PROBLEM DETAILS:
Quote the part of the data that opens with the line containing "Each instance of the slate" and closes with the line containing "[(587, 46), (77, 269), (404, 324), (272, 226)]", including both of those lines. Leave any pictures out of your answer.

[start of DATA ROWS]

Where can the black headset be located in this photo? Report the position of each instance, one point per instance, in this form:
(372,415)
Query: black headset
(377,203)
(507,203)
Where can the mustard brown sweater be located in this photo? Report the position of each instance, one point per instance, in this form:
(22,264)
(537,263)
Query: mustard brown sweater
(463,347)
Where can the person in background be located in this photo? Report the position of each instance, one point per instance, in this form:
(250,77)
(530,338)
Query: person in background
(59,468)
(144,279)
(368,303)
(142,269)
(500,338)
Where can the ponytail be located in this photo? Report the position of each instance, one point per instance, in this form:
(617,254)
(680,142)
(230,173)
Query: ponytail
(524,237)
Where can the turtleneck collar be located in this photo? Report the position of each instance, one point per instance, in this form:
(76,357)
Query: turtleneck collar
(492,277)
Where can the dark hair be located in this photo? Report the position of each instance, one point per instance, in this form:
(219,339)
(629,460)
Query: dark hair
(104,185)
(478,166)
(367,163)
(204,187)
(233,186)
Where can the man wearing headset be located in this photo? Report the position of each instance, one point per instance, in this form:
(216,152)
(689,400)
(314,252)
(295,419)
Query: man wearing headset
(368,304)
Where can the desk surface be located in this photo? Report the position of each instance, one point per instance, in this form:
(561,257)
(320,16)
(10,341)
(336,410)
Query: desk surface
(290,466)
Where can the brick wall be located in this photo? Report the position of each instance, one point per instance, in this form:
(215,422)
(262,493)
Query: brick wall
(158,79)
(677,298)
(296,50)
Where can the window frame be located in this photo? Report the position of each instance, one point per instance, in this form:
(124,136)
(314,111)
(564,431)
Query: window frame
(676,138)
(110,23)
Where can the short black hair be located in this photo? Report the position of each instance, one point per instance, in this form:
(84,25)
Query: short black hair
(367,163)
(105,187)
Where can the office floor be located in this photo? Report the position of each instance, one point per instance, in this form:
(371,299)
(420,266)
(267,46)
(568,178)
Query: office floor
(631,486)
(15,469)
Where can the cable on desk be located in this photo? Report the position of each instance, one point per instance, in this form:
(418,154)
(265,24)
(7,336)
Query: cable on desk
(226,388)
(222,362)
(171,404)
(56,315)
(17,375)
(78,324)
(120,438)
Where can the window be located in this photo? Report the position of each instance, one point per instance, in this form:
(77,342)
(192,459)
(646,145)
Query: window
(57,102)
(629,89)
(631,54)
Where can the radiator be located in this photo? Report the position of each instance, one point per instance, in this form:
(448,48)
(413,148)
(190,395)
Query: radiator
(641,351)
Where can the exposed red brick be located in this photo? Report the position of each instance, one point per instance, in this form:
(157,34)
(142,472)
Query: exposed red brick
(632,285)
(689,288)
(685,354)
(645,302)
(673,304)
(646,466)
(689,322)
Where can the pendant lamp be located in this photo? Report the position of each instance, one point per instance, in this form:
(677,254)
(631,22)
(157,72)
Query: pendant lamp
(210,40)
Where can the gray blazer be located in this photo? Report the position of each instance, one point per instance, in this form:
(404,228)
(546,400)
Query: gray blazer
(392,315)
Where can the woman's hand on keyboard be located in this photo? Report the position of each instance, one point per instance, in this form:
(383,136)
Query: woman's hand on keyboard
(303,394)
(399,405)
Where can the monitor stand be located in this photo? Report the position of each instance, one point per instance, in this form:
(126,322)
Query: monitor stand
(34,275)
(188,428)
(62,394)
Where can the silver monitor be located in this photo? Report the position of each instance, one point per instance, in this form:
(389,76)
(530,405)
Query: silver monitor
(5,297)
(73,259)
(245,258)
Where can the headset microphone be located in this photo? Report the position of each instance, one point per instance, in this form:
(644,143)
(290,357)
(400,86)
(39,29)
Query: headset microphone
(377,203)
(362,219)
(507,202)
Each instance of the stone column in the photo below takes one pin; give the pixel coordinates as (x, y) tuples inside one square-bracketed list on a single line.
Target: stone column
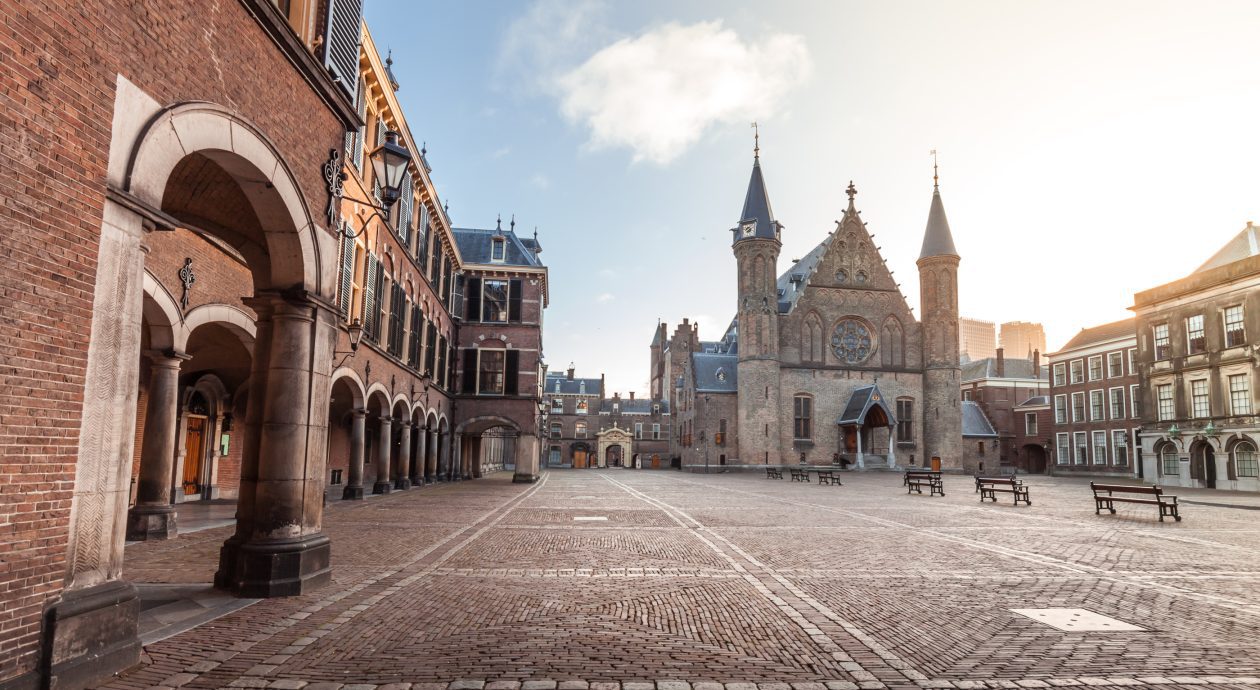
[(403, 481), (353, 490), (154, 514), (383, 443)]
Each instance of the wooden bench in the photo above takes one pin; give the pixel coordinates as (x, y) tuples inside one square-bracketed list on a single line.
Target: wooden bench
[(915, 480), (1105, 496), (990, 486), (828, 476)]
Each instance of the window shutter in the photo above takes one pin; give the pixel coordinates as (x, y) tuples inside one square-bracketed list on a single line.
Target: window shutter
[(369, 296), (347, 271), (474, 300), (514, 286), (512, 372), (342, 43), (470, 370)]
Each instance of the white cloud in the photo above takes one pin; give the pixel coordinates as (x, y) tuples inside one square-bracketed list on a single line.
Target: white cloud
[(658, 93)]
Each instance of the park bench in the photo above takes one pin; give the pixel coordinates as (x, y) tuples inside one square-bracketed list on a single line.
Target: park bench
[(916, 480), (1105, 496), (828, 476), (990, 486)]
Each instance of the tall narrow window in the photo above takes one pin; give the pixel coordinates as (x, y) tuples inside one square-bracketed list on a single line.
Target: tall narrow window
[(1240, 394), (801, 416), (1235, 333), (1196, 341)]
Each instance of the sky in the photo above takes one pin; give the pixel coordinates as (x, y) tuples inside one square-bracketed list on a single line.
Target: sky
[(1088, 150)]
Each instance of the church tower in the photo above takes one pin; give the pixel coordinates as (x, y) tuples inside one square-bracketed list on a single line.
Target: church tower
[(938, 292), (756, 253)]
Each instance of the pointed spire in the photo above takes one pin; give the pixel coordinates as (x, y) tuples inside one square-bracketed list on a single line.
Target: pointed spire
[(938, 239)]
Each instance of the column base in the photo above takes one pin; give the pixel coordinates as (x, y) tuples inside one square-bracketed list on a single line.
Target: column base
[(151, 523), (281, 568), (90, 635)]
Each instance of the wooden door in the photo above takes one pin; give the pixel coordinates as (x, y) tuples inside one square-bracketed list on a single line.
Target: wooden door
[(194, 450)]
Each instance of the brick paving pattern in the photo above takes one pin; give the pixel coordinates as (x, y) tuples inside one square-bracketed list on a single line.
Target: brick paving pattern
[(732, 582)]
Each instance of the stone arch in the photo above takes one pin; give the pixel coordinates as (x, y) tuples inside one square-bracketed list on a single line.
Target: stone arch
[(289, 253)]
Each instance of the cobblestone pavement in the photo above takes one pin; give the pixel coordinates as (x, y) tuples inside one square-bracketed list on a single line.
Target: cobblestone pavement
[(653, 581)]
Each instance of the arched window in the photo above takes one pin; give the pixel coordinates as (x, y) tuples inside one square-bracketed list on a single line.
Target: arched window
[(1245, 463)]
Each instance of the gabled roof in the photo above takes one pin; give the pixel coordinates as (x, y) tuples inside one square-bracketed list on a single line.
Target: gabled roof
[(1114, 330), (475, 244), (715, 373), (938, 241), (861, 402), (975, 424), (1244, 244)]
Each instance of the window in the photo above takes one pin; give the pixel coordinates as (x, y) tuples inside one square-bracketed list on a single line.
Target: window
[(1095, 368), (1195, 339), (1162, 349), (1245, 460), (1114, 364), (905, 421), (1120, 447), (1198, 398), (1062, 448), (1240, 394), (801, 414), (1096, 408), (1164, 398), (1169, 460), (1077, 407), (1077, 368), (1235, 334), (490, 372)]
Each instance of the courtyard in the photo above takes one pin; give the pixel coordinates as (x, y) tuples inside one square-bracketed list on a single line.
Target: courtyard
[(639, 577)]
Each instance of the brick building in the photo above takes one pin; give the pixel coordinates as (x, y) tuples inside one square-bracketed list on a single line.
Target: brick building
[(188, 282), (1095, 401), (998, 385), (832, 334), (1197, 356)]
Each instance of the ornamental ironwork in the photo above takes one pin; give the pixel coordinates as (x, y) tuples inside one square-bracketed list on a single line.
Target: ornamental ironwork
[(851, 341)]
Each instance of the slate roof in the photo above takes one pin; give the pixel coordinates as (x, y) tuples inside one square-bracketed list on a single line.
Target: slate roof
[(1244, 244), (474, 246), (938, 241), (861, 402), (573, 387), (975, 424), (706, 368), (1114, 330), (987, 368)]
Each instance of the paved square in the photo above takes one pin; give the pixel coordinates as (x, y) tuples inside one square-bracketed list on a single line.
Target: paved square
[(735, 578)]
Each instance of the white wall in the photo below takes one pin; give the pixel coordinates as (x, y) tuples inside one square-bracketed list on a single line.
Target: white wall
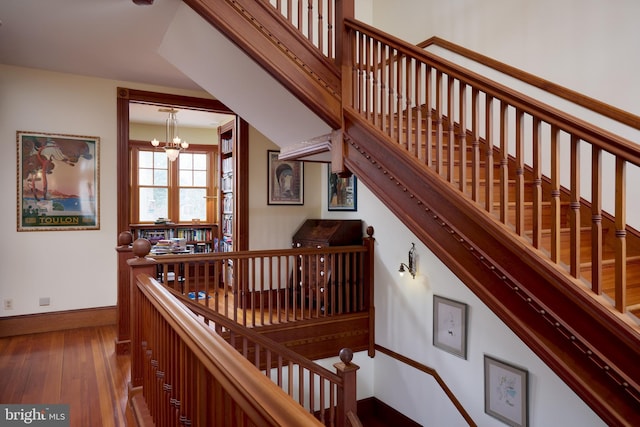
[(587, 46), (77, 269), (404, 324), (272, 226)]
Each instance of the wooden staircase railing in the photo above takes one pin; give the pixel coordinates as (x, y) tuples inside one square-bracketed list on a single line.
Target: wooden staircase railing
[(326, 292), (186, 370), (550, 254), (419, 100), (493, 159)]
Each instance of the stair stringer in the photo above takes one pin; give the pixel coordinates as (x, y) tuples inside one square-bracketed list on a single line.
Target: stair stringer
[(588, 346), (264, 35)]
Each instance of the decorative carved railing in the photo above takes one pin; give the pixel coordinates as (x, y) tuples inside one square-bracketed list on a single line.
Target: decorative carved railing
[(257, 288), (447, 117), (183, 372)]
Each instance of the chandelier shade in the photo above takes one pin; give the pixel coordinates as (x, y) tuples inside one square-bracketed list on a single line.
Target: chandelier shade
[(173, 144)]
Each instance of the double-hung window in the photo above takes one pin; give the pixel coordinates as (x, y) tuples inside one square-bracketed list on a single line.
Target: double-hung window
[(179, 191)]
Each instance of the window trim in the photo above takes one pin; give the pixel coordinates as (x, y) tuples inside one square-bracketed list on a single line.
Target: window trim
[(174, 193)]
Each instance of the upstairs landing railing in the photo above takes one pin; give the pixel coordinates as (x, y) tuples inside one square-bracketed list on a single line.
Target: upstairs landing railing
[(257, 288), (446, 116), (183, 373)]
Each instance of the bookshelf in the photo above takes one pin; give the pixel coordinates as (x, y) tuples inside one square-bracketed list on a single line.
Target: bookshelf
[(202, 236), (233, 140)]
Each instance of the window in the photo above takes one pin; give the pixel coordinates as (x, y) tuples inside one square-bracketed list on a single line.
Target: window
[(174, 190)]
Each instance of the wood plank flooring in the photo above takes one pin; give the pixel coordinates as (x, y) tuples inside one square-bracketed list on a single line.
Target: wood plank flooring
[(78, 367)]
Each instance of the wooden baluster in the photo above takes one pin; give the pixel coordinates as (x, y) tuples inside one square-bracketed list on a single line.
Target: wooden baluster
[(451, 142), (360, 85), (488, 171), (418, 107), (504, 162), (439, 124), (391, 94), (312, 391), (346, 398), (375, 83), (323, 404), (408, 105), (475, 147), (462, 136), (537, 183), (596, 219), (368, 86), (519, 172), (399, 107), (621, 233), (555, 194), (428, 116), (384, 85), (574, 264)]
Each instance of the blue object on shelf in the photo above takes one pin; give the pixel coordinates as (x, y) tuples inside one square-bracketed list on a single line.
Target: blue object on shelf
[(201, 295)]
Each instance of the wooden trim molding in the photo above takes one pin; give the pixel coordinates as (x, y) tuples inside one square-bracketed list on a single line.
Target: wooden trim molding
[(561, 91), (57, 321)]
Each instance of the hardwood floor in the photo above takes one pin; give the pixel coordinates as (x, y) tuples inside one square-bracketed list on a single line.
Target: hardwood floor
[(78, 367)]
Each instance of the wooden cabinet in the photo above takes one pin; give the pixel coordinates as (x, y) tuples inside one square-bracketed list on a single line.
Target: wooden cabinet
[(316, 281), (234, 197), (328, 232), (202, 236)]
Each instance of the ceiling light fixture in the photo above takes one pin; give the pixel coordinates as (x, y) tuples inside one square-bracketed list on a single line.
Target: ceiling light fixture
[(174, 144)]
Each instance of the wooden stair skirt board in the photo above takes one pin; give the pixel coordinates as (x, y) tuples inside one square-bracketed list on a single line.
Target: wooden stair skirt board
[(57, 321)]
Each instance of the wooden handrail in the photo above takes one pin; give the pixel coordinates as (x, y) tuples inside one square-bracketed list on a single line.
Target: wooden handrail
[(269, 287), (419, 100), (189, 371), (430, 371), (577, 98)]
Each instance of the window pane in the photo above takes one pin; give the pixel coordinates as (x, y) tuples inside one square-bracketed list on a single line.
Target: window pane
[(200, 178), (200, 162), (186, 161), (186, 178), (153, 203), (160, 160), (145, 177), (160, 177), (193, 204), (145, 159)]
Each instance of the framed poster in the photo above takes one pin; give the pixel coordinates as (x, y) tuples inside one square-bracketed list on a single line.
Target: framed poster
[(285, 181), (450, 326), (505, 392), (342, 192), (58, 182)]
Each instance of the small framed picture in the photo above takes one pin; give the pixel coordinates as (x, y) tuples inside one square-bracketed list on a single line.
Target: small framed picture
[(343, 192), (450, 326), (58, 182), (285, 181), (506, 392)]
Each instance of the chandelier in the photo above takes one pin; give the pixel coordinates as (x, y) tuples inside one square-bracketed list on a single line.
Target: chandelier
[(174, 144)]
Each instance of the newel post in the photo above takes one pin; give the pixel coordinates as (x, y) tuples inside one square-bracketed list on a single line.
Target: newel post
[(347, 397), (368, 277), (138, 265), (123, 333)]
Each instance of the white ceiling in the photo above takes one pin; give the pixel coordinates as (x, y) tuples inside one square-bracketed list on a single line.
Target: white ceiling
[(111, 39)]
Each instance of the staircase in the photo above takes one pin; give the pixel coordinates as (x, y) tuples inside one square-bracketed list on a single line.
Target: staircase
[(490, 201)]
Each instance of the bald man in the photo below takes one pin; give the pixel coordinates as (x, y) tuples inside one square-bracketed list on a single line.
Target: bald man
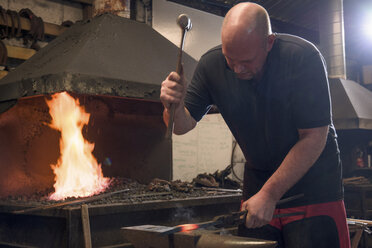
[(272, 91)]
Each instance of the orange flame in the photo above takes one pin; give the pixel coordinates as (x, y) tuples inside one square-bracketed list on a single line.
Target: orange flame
[(188, 227), (77, 173)]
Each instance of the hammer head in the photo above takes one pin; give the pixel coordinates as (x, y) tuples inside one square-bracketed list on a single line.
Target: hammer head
[(184, 22)]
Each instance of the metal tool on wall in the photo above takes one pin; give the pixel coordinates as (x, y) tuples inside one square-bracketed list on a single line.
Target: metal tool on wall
[(185, 24)]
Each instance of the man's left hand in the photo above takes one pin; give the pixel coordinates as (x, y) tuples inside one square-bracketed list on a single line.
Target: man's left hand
[(260, 209)]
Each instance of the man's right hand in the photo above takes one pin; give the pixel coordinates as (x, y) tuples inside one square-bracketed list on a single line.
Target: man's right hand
[(173, 91)]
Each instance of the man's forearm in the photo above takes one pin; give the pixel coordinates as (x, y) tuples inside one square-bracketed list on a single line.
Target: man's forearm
[(297, 162), (183, 121)]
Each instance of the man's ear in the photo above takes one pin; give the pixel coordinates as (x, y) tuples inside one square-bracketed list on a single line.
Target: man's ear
[(270, 41)]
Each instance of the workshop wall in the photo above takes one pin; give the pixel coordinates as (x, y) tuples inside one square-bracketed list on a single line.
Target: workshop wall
[(56, 11), (209, 146)]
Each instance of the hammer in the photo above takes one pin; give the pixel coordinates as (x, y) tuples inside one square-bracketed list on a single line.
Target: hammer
[(185, 24)]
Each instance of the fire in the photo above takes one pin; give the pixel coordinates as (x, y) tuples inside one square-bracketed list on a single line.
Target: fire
[(188, 227), (77, 173)]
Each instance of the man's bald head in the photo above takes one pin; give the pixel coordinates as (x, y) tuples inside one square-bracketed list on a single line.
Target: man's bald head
[(247, 40), (247, 18)]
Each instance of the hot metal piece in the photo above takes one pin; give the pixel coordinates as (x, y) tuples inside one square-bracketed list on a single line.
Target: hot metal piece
[(147, 236), (62, 204), (230, 220)]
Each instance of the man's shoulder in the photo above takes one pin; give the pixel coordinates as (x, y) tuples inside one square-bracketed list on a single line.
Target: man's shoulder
[(296, 44), (213, 52)]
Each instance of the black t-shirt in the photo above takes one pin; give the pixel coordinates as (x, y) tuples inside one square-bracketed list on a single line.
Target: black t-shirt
[(265, 116)]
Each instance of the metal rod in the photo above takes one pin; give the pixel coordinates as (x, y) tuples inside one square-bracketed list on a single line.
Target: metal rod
[(220, 189), (62, 204)]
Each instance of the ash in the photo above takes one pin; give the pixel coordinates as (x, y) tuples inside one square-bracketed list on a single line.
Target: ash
[(127, 191)]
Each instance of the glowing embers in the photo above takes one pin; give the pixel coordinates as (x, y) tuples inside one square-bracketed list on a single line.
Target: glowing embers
[(188, 227), (77, 173)]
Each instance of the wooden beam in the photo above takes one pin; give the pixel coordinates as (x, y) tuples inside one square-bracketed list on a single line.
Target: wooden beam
[(19, 52), (3, 74), (49, 28), (90, 2)]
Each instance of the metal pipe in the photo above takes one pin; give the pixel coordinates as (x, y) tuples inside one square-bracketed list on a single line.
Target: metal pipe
[(332, 37)]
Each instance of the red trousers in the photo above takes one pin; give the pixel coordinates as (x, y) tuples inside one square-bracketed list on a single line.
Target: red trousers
[(336, 210), (322, 225)]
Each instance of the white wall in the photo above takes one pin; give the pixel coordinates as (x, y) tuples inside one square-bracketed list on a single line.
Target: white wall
[(208, 147)]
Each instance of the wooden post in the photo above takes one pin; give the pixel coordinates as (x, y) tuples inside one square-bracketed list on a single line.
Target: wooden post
[(86, 226)]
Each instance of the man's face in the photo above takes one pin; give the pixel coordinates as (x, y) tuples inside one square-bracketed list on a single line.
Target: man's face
[(246, 57)]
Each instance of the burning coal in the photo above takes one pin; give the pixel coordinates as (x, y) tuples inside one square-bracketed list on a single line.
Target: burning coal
[(77, 173)]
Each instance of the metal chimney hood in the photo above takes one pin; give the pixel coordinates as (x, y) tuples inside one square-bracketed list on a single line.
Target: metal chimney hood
[(351, 103), (108, 55)]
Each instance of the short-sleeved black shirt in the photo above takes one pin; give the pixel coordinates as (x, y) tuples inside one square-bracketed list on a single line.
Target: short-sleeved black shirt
[(264, 117)]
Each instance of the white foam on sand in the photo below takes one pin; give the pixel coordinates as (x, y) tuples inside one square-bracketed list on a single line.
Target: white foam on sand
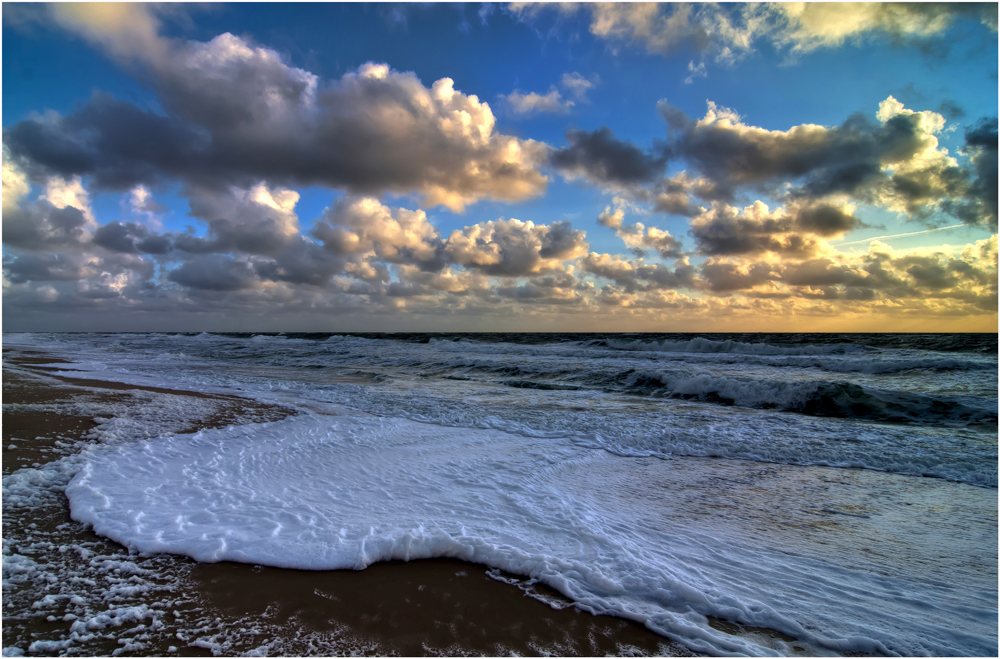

[end of DATA ROWS]

SOLUTION:
Each instance of the slate roof in the photo above takes one pin; give the pixel coordinates as (x, y) tuples inside one square-bracketed list on a single line.
Target: slate roof
[(1244, 244), (474, 246), (938, 241), (861, 402), (573, 387), (975, 424), (706, 368), (1114, 330), (987, 368)]
Each instance of the paved square in the photo above takes one pin; give the pixel coordinates as (x, y) tuples inside one square-bracketed list on a single line.
Target: paved square
[(735, 578)]
Each instance of the white wall in the photo below takes one pin; give the pixel coordinates as (x, y) tuples inside one square-bracketed list on a single line.
Target: white wall
[(587, 46), (77, 269), (404, 324), (272, 226)]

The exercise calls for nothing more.